SUPPLIED RECORDS:
::::
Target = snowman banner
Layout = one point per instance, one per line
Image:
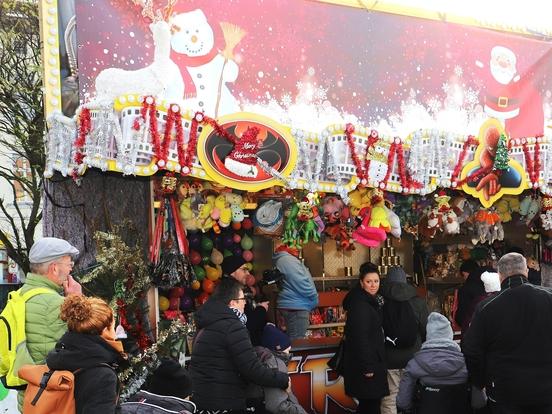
::::
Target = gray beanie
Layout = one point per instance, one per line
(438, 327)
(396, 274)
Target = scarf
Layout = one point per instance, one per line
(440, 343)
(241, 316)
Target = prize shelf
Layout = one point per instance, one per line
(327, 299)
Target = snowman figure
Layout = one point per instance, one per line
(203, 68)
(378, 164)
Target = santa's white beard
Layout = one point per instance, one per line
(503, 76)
::::
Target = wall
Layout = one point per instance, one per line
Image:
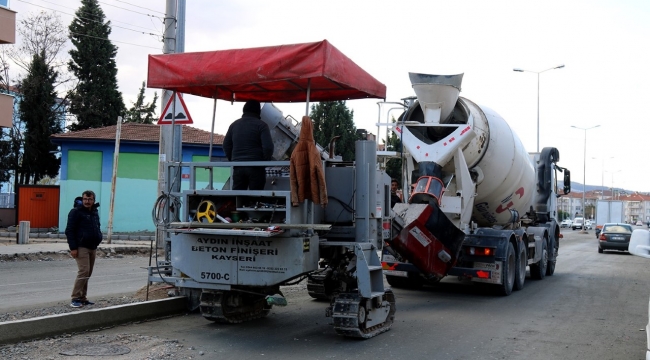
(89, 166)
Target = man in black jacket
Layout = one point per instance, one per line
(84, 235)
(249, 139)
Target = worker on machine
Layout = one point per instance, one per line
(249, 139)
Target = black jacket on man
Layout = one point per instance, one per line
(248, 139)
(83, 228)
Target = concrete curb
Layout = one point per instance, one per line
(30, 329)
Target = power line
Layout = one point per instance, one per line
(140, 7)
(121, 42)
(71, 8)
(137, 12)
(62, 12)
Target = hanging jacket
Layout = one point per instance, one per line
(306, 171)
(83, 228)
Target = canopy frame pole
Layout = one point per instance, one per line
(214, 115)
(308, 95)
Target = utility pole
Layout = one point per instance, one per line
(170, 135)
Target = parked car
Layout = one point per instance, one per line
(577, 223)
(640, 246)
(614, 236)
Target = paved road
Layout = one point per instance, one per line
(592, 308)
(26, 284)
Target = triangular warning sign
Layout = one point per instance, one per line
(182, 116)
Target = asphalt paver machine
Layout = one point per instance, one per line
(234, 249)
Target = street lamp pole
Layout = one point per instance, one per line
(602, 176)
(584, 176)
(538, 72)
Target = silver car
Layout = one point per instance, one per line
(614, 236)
::::
WHAT YOU ARE ASKED TO DO:
Find every line in the rows above that contains the word "snowman", and copy each one.

RESPONSE TO THIS TASK:
Target = snowman banner
Target = snowman figure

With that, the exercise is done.